— Instructions for the task —
Below are some records; return each one exactly.

— Stored records —

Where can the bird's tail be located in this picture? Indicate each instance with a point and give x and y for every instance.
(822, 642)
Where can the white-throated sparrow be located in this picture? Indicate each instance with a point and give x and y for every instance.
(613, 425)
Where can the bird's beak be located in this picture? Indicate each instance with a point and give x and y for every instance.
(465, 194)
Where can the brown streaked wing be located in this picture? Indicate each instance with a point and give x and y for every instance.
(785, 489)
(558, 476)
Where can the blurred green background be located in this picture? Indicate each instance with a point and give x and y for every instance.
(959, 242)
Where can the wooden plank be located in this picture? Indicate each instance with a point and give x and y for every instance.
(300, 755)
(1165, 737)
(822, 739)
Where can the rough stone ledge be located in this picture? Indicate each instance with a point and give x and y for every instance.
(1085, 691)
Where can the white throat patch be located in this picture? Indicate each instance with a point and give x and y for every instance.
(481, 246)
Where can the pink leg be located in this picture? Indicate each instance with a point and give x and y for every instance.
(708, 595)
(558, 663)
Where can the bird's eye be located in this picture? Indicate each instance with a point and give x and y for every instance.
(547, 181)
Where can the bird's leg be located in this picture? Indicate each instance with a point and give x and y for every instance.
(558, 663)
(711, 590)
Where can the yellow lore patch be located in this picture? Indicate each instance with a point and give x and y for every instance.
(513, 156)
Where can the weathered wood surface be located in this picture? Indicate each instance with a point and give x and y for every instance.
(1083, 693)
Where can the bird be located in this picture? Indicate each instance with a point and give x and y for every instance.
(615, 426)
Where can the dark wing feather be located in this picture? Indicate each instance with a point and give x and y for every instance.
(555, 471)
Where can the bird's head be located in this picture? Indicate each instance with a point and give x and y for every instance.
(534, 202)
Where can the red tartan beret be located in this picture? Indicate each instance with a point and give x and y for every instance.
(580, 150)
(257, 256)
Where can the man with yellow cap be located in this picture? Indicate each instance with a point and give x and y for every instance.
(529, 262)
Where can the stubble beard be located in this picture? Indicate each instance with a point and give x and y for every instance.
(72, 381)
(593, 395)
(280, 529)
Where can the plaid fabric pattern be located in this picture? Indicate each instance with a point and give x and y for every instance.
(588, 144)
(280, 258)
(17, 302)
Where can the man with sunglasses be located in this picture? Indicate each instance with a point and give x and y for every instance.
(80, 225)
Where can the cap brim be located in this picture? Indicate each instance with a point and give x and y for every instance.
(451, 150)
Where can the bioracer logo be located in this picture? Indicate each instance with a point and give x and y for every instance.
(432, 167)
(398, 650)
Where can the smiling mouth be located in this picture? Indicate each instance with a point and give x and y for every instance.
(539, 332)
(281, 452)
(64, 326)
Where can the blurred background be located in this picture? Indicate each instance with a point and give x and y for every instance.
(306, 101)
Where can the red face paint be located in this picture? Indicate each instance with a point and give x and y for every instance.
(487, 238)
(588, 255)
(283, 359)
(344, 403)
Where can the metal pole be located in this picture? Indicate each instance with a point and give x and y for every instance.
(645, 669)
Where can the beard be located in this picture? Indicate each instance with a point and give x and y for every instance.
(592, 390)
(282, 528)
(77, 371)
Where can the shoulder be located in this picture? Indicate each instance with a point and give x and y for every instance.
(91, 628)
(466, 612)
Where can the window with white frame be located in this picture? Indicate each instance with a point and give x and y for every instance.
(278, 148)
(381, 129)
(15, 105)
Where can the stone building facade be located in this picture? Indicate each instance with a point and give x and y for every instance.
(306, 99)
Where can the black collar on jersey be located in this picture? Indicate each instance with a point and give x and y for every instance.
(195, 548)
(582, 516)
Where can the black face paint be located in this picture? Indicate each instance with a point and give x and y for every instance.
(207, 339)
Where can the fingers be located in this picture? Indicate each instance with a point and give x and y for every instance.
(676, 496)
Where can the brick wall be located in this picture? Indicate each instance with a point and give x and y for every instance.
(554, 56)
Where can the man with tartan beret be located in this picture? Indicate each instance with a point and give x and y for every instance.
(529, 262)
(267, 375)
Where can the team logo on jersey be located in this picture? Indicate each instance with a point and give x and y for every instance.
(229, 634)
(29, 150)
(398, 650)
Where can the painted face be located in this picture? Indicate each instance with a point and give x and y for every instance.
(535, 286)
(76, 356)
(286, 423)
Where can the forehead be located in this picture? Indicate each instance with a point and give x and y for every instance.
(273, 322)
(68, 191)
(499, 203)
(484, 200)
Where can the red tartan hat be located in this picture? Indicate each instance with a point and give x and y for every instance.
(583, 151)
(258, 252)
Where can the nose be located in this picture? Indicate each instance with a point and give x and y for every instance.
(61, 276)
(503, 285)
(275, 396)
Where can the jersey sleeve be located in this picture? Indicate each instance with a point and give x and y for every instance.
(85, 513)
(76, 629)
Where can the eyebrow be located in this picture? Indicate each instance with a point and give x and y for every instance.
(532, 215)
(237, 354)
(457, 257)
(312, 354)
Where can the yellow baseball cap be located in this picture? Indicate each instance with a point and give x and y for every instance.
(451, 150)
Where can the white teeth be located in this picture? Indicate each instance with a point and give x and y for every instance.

— Full response —
Where can the bird's tail be located in this picture? Indicate each instance with a point and give x and y for every instance.
(822, 642)
Where can the white-throated sparrow be located in this picture? Indicate each instance with a point and give x and y for every instance.
(613, 425)
Where can the bird's beak be located in this picture? Indicate each instance with a point and give x and y for every instance.
(465, 194)
Where can the brown streaked wing be located in this picture? Indicate each instance with a point and give x and y for every instance.
(785, 489)
(558, 476)
Where can the blurred green background be located in this picture? Indicate each instance with a point and give x and y for every instance.
(959, 242)
Where can the wooden plank be located in this picture? Indicate each instance with a point and give x and y for every instance.
(300, 755)
(1165, 737)
(822, 739)
Where can the rough stone ledge be located in this picture? Indicate each instance with a point and give x and y for every instance.
(1085, 691)
Where can the white throat patch be located in this picture? Indicate each instance with a point and give x and y for every instance.
(481, 246)
Where can the pink leg be located in this picture? Indicate each instance with a point and give x and y for every instance.
(708, 595)
(558, 663)
Where can the bird's eye be located in this picture? Indicate each instance with a point and give x and y for every instance.
(547, 181)
Where can the bird's leg be located in this picture? Indicate each instance with a point and give x and y for every instance.
(558, 663)
(711, 590)
Where can the yellow lore patch be located in this picture? Indicate each instance with a point and give x and y for every instance.
(513, 156)
Where can the weathered wood surface be located in this picture? Indicate each instance with a point and give x and y for every instance.
(1083, 693)
Where can the bird be located in this picture? Indicate each instance with a point and give x and y for every instance.
(615, 426)
Where can the dark wing feather be located in this picture? Indicate each instance with a point and give x and y for every instance.
(555, 471)
Where can the bird's head be located in this picture? Indicate each instance with a point and give x and y for every instance.
(534, 202)
Where can the red tartan beret be located in this picture? Indicate each instance with a point and give x and y for every instance.
(580, 150)
(257, 256)
Where can the man with yellow cap be located in this picture? Indicate each instance with a point and give x and y for every instance.
(529, 262)
Where can the stubble beard be located in this picture? Indicate each instance with a point and give x and y for every instance.
(72, 381)
(593, 395)
(280, 529)
Where can the plaid fabric pattern be located in this picture? Indicate each instance with a point and give x and y for every instance.
(588, 144)
(280, 258)
(17, 302)
Where can the man with sunglasses be located in this picture? Indicate each instance with a point and give x and y for every instance.
(80, 225)
Where can the cap brim be located in this picture? Indicate each instance with a point and give x and y for every instance.
(451, 150)
Where can the bioracer logo be located in this picture? Indicate each instance with a point and give x and y for every instance.
(432, 167)
(398, 650)
Where can the smiling mouth be located in this picture? Indicate each instance with a point and give x and y for every instance.
(539, 332)
(281, 452)
(64, 326)
Where can the blurred background be located in this picture? Indicate each instance with a point and give x and y for every instance.
(306, 101)
Where can the red face paint be located in this picture? Indicate each instance with a point and give x and y for every instance.
(487, 238)
(588, 255)
(283, 359)
(344, 403)
Where can the metal pole be located in this picture? Indicate each instance with a point and give x and y for every instance.
(645, 669)
Where can the beard be located in this picture? Indicate each instance with a point and give x and y for every instance.
(592, 390)
(282, 528)
(77, 371)
Where can the shoulder be located in this picture? Indicate each instance with a point and give x and y for every instance.
(91, 628)
(466, 612)
Where can the window with white frame be located in this picture? Indicate each instance with a point and give x and y for every instance.
(278, 148)
(381, 129)
(15, 105)
Where can the stone building facade be located in this picture? Indicate each instance with a point and give x and y for every instance.
(306, 99)
Where can the black collar on jersey be located in this picture? Indicate each instance with a point and give x and y for every instance.
(195, 548)
(582, 516)
Where can the black face paint be located in this picture? Indicate each instance with a point and give x and y for every instance.
(207, 339)
Where can the fingers be located in this picture? Indicate each instance with a point and give x and y for every instance.
(676, 496)
Where can the brick wall be located in this picture? Indicate each instance with a point and give x and y for every instance.
(554, 56)
Where can the man with tartan beret be located in this picture? Indicate each instance with a point and give x and y for every instance.
(529, 262)
(267, 375)
Where can the team logo on jersey be located in this picture? Indicate each instance with a point and give x and y for every instance.
(229, 634)
(29, 150)
(398, 650)
Where can the painted face be located in this picture? Indicate each instance with a point and give x and y for every instance.
(535, 286)
(76, 356)
(286, 423)
Where can the forehead be located in this picture? Indicate each instance with a point and give x and y for every instance.
(273, 322)
(68, 191)
(499, 203)
(484, 200)
Where can the red tartan hat be located in this picture? Indicate each instance with a point and give x and y for every instance.
(583, 151)
(258, 252)
Where can the nose be located in this picture? Indicate each instance with a point and give x and y for every instance.
(61, 276)
(503, 285)
(275, 396)
Where can the jersey sleeve be located in this picture? Indicate each instance with a point and give x and y for every instance.
(85, 513)
(76, 629)
Where can the eyebrow be located in this picture? Indicate each instance with a point and give x and y for every instance.
(532, 215)
(237, 354)
(457, 257)
(312, 354)
Where can the yellow baseball cap be located in this picture? Indicate each instance with a point and give x and y for every instance.
(451, 150)
Where can the white teeth be located in this picture? Indicate each instance with a point and give x and y for every instance.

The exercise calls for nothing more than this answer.